● **What the exercise asks**:
Please repeat the records below exactly, skipping any pictures.

────────

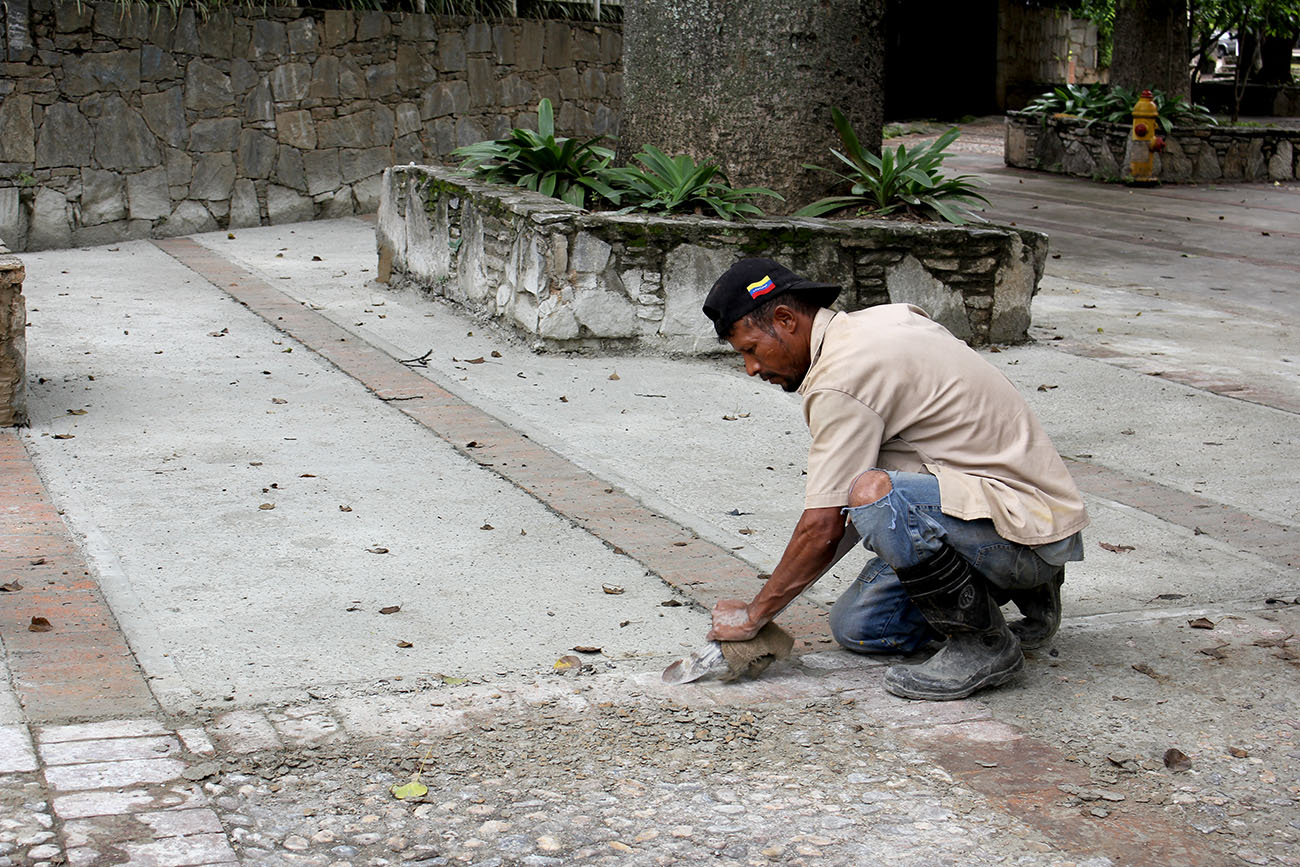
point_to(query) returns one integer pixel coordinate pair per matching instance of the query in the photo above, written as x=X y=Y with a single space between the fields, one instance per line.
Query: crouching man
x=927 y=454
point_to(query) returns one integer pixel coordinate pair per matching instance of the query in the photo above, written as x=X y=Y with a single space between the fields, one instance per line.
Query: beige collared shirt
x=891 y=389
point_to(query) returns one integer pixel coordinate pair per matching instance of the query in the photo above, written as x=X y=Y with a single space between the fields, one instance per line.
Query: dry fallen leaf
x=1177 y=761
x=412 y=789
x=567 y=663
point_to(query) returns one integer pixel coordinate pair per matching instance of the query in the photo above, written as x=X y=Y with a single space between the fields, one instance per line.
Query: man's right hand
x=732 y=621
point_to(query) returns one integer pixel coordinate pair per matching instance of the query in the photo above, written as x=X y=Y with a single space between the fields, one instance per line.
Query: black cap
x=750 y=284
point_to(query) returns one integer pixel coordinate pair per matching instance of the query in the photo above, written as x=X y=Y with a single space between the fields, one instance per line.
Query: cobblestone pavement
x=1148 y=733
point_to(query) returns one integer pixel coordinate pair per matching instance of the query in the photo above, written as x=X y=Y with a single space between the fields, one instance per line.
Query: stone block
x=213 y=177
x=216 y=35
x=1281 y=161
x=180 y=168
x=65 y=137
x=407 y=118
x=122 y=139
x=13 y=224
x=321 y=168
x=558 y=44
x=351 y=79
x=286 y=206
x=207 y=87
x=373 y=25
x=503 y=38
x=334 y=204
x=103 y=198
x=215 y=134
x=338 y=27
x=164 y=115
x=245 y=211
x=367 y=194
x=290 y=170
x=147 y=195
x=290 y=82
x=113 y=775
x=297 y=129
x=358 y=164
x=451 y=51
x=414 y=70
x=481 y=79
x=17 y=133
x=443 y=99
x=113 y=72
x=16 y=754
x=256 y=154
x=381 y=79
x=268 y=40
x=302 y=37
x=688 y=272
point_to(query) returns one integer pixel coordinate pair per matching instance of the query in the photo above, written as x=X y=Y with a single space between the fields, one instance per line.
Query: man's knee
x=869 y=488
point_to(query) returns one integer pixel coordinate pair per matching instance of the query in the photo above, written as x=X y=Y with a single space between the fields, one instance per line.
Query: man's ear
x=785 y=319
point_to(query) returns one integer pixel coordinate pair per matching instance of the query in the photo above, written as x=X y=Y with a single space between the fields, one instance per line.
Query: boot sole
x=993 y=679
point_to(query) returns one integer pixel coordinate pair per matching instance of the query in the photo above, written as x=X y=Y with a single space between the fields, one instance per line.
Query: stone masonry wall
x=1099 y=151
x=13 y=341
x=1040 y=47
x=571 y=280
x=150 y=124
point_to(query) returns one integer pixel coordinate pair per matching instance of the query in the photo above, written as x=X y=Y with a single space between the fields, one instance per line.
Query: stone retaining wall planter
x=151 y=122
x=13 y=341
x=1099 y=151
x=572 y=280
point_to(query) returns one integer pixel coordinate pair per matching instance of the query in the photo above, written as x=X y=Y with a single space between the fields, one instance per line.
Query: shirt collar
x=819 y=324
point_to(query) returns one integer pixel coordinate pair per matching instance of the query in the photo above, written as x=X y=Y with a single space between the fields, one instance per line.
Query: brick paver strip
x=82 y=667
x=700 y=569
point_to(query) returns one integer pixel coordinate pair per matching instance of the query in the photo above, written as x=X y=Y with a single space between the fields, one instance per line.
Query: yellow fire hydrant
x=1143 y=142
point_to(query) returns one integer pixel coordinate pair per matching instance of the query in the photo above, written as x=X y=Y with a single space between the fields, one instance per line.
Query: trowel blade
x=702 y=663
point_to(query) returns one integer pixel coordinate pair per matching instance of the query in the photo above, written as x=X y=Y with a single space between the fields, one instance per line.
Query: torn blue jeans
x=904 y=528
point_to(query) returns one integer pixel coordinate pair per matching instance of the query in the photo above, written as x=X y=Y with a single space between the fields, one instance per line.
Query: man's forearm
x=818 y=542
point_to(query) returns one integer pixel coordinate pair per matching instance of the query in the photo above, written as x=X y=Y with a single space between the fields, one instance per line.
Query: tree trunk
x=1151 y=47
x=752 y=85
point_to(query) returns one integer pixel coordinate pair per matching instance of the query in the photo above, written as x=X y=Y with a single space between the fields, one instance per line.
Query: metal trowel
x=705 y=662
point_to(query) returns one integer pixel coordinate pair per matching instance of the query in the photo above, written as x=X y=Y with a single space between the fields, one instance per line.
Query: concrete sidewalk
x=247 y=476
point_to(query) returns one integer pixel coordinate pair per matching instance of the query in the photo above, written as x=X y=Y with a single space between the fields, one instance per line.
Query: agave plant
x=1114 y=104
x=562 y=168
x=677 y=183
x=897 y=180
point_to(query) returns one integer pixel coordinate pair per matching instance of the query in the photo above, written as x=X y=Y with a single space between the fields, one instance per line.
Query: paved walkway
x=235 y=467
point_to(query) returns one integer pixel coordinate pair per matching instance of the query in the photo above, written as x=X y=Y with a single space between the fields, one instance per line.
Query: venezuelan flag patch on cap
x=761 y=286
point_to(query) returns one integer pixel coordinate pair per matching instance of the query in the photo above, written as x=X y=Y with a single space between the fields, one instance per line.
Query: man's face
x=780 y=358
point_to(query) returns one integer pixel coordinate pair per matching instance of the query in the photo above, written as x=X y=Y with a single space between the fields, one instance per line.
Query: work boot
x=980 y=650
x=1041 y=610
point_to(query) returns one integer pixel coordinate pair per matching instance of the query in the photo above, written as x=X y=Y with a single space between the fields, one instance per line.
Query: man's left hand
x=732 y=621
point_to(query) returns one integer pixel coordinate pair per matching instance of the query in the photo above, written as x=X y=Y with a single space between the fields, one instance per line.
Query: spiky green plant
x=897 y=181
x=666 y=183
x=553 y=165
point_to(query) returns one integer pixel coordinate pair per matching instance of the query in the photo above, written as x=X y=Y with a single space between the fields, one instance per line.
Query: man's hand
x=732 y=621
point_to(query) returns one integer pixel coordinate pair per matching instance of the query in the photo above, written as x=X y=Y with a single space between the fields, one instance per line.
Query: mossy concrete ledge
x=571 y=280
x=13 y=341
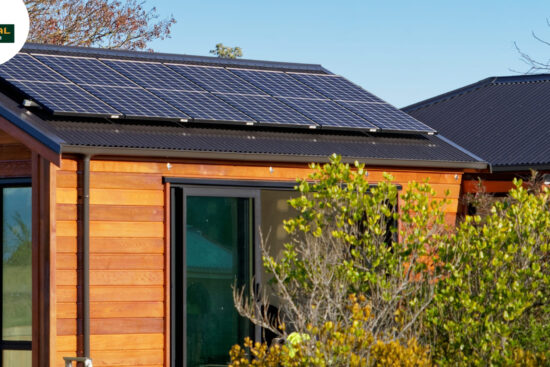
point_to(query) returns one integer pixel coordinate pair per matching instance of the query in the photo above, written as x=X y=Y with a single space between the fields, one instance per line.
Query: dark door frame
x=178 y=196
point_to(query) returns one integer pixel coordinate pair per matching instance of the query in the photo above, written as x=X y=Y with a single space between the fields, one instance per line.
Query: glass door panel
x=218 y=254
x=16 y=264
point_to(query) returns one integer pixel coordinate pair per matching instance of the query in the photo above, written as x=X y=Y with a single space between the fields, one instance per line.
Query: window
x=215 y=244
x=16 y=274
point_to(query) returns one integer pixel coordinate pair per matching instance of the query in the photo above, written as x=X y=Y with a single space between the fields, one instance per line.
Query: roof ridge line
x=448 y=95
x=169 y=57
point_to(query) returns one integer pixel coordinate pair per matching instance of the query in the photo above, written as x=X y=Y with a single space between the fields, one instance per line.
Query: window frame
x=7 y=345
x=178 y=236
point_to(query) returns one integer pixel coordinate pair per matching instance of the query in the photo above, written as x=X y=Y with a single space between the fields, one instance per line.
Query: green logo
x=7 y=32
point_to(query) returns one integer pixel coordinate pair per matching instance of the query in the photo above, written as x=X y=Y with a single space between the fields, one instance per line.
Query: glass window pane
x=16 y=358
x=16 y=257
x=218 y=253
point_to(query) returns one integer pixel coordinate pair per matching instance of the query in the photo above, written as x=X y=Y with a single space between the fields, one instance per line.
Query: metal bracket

────────

● **Solution to this problem**:
point_to(query) returns one integer pixel coordinate pair per matching instance of the query in the photo above, written as x=X y=Y with a single space between the fields, one instance per line.
Query: crouching man
x=927 y=454
point_to(query) returns one integer pixel coordinate pair per matching instance of the query in the photo above, written as x=X y=Y with a single space between the fields, one instance per line.
Query: beige collared shirt
x=891 y=389
point_to(query) returns one integer pixel coordinate pair per matching instance of the query in the photo above, written as x=X y=Y with a single space between the fields, one instance per line.
Query: dry fallen leaf
x=1177 y=761
x=412 y=789
x=567 y=663
point_to(query) returns one integer pixel coordinate pair per matching instance of the query in the photo above, written as x=X y=Y with a single space between the fields, one instance per line.
Query: man's right hand
x=732 y=621
point_to(query) returns one integer pixel coordinate pair per matching instance of the query in the photo above, written as x=X y=Y with a single space between the fields, one instance per line.
Query: black cap
x=750 y=284
point_to(query) returns one integer pixel coordinate pair per matching instance of the query in the photo above, written as x=X y=Y with a single space between the fields, one instance per line.
Query: cobblestone pavement
x=1148 y=733
point_to(query) returns one integer pixel coordinate pair per matching instance of the query in the photo above, written as x=X y=Y with a single space between the fields, one instance per line.
Query: stone block
x=213 y=177
x=216 y=35
x=1281 y=161
x=180 y=168
x=65 y=137
x=407 y=118
x=122 y=139
x=13 y=224
x=321 y=168
x=558 y=44
x=351 y=79
x=286 y=206
x=207 y=87
x=373 y=25
x=503 y=38
x=334 y=204
x=103 y=198
x=215 y=134
x=338 y=27
x=164 y=115
x=245 y=211
x=367 y=194
x=290 y=170
x=147 y=195
x=290 y=82
x=113 y=775
x=297 y=129
x=358 y=164
x=451 y=51
x=414 y=70
x=481 y=79
x=17 y=133
x=443 y=99
x=113 y=72
x=16 y=754
x=256 y=154
x=381 y=79
x=268 y=40
x=302 y=37
x=688 y=272
point_to(query) returns one integer pixel coordinate pair per matching instance of the query in the photo above, written as x=X y=Y with a single space between the fields, one instance per line.
Query: man's knee
x=869 y=488
point_to(query) returns one integer pixel coordinate pair per matching instance of the query in the photo above, written as x=X y=Y with a single space between the fields, one instance per line.
Query: man's ear
x=785 y=319
point_to(query) returns one integer pixel coordinate pair per matching instance of the query in the photo above, written as x=X y=Y with a single space between the fields, one instance per line.
Query: boot sole
x=993 y=679
point_to(query) returns one integer pixel coordinate pair per matching instance of the query in the photo above, written as x=X y=Y with a single space between the fields, one instance per line.
Query: stone masonry wall
x=1099 y=151
x=13 y=341
x=1040 y=47
x=571 y=280
x=150 y=124
point_to(query) returns one integer pixel coordinate pair per matching instance of the query in the photo above, written as x=X y=Y with a single space between the fields, one instance per line.
Query: stone retaining wall planter
x=151 y=122
x=13 y=341
x=1099 y=151
x=572 y=280
point_to(query) returns one integer pixel coordinate pair per matching instance of the query in the photo above, written as x=X y=Y with a single space between the fields, one instance per line.
Query: shirt collar
x=819 y=324
point_to(query) returns one integer pixel coordinate pair per matching instance of the query in the photo above, written as x=X y=Y with a single space between the fields, one instance per line.
Query: brick paver strip
x=82 y=667
x=700 y=569
point_to(query) returns one integer pixel coordinate pair per matching instance of the query in the photo above, written as x=X y=Y with a single space between the fields, one instance per line.
Query: yellow fire hydrant
x=1143 y=142
point_to(query) returns one integer pixel coordinate pair per matching instance of the query in the photo above, written as x=X y=Y with a single space between the fields, one instance per line.
Query: trowel blade
x=702 y=663
point_to(query) returns one integer pixel coordinate pair per matching instance of the query in the photo above, written as x=X y=Y with a single space between the fields, one instance per line.
Query: torn blue jeans
x=904 y=528
point_to(query) returns one integer pixel coordinate pair per matching instance of the query in the photo above, written as x=X y=Y with a single space between the fields, one instance per line.
Query: man's forearm
x=818 y=542
point_to(query) returns one integer pixel coordinate pair per matching instance of the query in the photo above, written as x=X y=Y with a single space between the fields, one instance per line.
Query: tree trunk
x=1151 y=47
x=752 y=85
point_to(query) returns one integer pixel coordinate pair per matching instance of the query in the photo above, written as x=X y=Y with a single space between the fields, one instance per line.
Query: metal trowel
x=705 y=662
point_to(query) returns one integer pixel coordinate pair per matching instance of the query in the photo above, written as x=X y=Y with a single space between the fields, one instance per line.
Query: concrete sidewalk
x=247 y=476
point_to(query) returns one integer pixel coordinate pair per matching instance of the query in the photo above, written as x=X y=Y with a single space between the fields, one instance per line.
Query: agave plant
x=1114 y=104
x=562 y=168
x=677 y=183
x=897 y=180
point_to(query) returns one integer pixel coordinate pair per matching instance of the query in the photo above, written as x=X y=Y with a single space between the fields, one instance per line.
Query: paved walkway
x=235 y=467
point_to(query) returns one integer pixel coordinate pair per matching instance of the query in the photo above, written as x=X y=Y with a single space between the fields, one instance per line.
Query: venezuelan flag patch on cap
x=761 y=286
point_to(query) returns one integer pixel coordinate pair per matching instance of the query in the photo above, written as x=X y=Y with a single space between the fields, one instance per line.
Query: man's face
x=780 y=358
point_to(query) returns one integer pixel coordinate pair per matching instance of the query in the photo above, written as x=X y=Y with a single space between the fields, one instance per line.
Query: work boot
x=980 y=650
x=1041 y=610
point_to(query) returns one integer pixel coordinate pair per matching instance of the query in the photo above, written as x=X y=Y with a single space between the fields, one instance per line.
Query: man's left hand
x=732 y=621
point_to(query) returns one integer pixel coordinate pair per matching instance of the query in the photo above, written as x=X y=Y with a single space between the fields, one instance per line.
Query: spiky green plant
x=897 y=181
x=666 y=183
x=553 y=165
point_to(query) returns one integer pixel coordinate pair per matching instance of the query in the photo above, written as x=X y=Y with a single space between the fields, one instance per line.
Query: man's hand
x=732 y=621
point_to(query) returns one integer pixel coordinate pair per matching instance of the query in the photo above, written as x=X y=Y with a single space between the fields, one instance per line.
Query: mossy concrete ledge
x=571 y=280
x=13 y=341
point_to(query) returns one integer pixel coordinate pair per matching instance of the query in the photo above, written as x=X y=Y with a single space between the fields, one instance per line.
Query: dark door frame
x=178 y=196
point_to(query) returns one integer pixel coordinate pair per matching instance of the query in the photo above, written as x=X y=Y with a single space between the fields, one instance per line.
Query: glass door panel
x=218 y=254
x=16 y=264
point_to(query) returns one integer pixel coordinate pair per matching instance of the query in the photo above, written as x=X y=Y with a single space between the fields, one instance per line.
Query: window
x=215 y=244
x=16 y=274
point_to(query) returns one integer pixel coordinate pair per matching instance of the query in the photo above, written as x=X y=Y with a single space between the fields, one instance per line.
Query: roof ridge line
x=448 y=95
x=169 y=57
point_to(query) returns one integer pixel coordinate pair per matching instance of the query in the photo above, written as x=X y=Y with a single space between the fields, one instance per line.
Query: window frame
x=7 y=345
x=178 y=236
point_to(query) returns one integer pixel coordinate pair per matching instance of the query in the photo above, written as x=X y=Y with a single space between the fields, one instance per line.
Query: green logo
x=7 y=32
point_to(query) returns one integer pixel coordinate pair per matching instance of the query in the photo above, written as x=X y=Y with a single space between the fields, one instance per line.
Query: glass window pane
x=16 y=358
x=16 y=257
x=218 y=253
point_to(query) returns one integer pixel coordinate pair per matching instance of the query in the photo above, written as x=X y=Y with a single space between the fields, one instance per line.
Query: metal bracket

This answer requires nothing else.